*EXERCISE PASSAGE*
++++++
Eight years after the ADA mandated that all dentists screen for airway issues, I am not aware of a single dental school with a comprehensive curriculum that teaches students how to recognize and treat airway problems.
In a perfect world, every dental school would have an entire curriculum dedicated to preparing dentists to become the center of health care, grounded in facial growth, airway development, and how to optimize both.
The ADA essentially handed dentistry a gift-wrapped package that, to this day, remains unopened.
During my lifetime, I am not aware of even one major positive change in dentistry that originated in a dental school.
Historically, innovation begins in private practice, driven by dentists who want to help their patients.
Those dentists are often criticized or even vilified for doing so.
Don’t believe me?
Please identify the dental school that developed implants or veneers and then introduced them to practicing dentists after years of research.
You can consult Dr. Google and let me know what you find.
We have been practicing and innovating in the airway arena for several decades.
For nearly thirty years, we have taught methods to optimize forward facial development in order to improve airway health.
Along the way, we have learned a great deal.
We have also had failures — and learned from them.
++++++
*LISTED RECORDS*

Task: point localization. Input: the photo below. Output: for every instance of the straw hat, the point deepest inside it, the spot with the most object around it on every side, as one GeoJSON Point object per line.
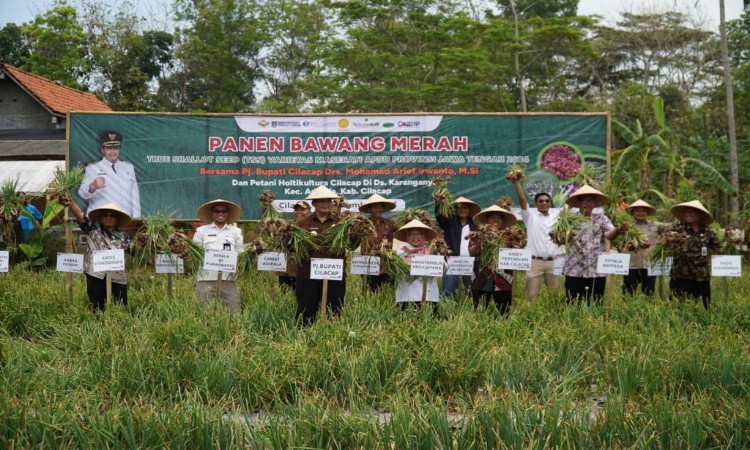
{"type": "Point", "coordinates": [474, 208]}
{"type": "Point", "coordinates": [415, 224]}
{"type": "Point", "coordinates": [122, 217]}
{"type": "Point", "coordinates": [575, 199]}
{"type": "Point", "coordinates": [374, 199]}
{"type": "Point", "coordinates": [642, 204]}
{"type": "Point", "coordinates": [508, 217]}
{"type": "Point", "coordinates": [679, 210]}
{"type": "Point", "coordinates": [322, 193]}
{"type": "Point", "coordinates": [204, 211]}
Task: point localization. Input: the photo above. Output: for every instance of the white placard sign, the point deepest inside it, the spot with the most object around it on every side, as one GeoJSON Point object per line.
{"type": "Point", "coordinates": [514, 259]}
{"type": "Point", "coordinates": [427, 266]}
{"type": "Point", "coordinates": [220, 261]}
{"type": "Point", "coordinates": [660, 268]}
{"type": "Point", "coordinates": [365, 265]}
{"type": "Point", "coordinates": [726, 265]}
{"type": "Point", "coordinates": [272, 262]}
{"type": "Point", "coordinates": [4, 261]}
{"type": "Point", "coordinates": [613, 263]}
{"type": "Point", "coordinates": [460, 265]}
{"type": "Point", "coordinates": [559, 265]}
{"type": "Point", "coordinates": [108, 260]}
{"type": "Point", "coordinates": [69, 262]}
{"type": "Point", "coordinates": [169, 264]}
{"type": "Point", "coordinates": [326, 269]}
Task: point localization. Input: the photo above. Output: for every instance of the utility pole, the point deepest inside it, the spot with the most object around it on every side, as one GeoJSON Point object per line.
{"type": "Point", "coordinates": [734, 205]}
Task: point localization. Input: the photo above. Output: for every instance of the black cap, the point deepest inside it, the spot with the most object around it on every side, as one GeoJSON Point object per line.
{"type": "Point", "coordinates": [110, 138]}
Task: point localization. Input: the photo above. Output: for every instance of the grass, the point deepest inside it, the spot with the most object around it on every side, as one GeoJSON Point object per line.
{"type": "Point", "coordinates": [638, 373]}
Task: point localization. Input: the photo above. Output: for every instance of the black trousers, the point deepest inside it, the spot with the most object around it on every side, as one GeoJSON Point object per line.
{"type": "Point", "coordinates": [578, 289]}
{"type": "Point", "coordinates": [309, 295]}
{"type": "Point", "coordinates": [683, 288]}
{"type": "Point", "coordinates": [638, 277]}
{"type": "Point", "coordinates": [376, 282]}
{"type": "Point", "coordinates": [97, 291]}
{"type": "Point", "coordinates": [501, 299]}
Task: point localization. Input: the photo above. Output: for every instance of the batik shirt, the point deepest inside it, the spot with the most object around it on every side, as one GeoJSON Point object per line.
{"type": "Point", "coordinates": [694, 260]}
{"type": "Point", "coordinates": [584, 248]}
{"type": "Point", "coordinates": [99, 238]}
++++++
*WHAT THIS EXERCISE ASKS*
1. Please copy from the dental education passage the part that opens with the words containing "During my lifetime, I" and closes with "Don’t believe me?".
2. According to the dental education passage, for how long have the authors taught methods to optimize forward facial development?
The records have nothing to do with the dental education passage.

*ANSWERS FOR THE EXERCISE*
1.
During my lifetime, I am not aware of even one major positive change in dentistry that originated in a dental school.
Historically, innovation begins in private practice, driven by dentists who want to help their patients.
Those dentists are often criticized or even vilified for doing so.
Don’t believe me?

2. For nearly thirty years.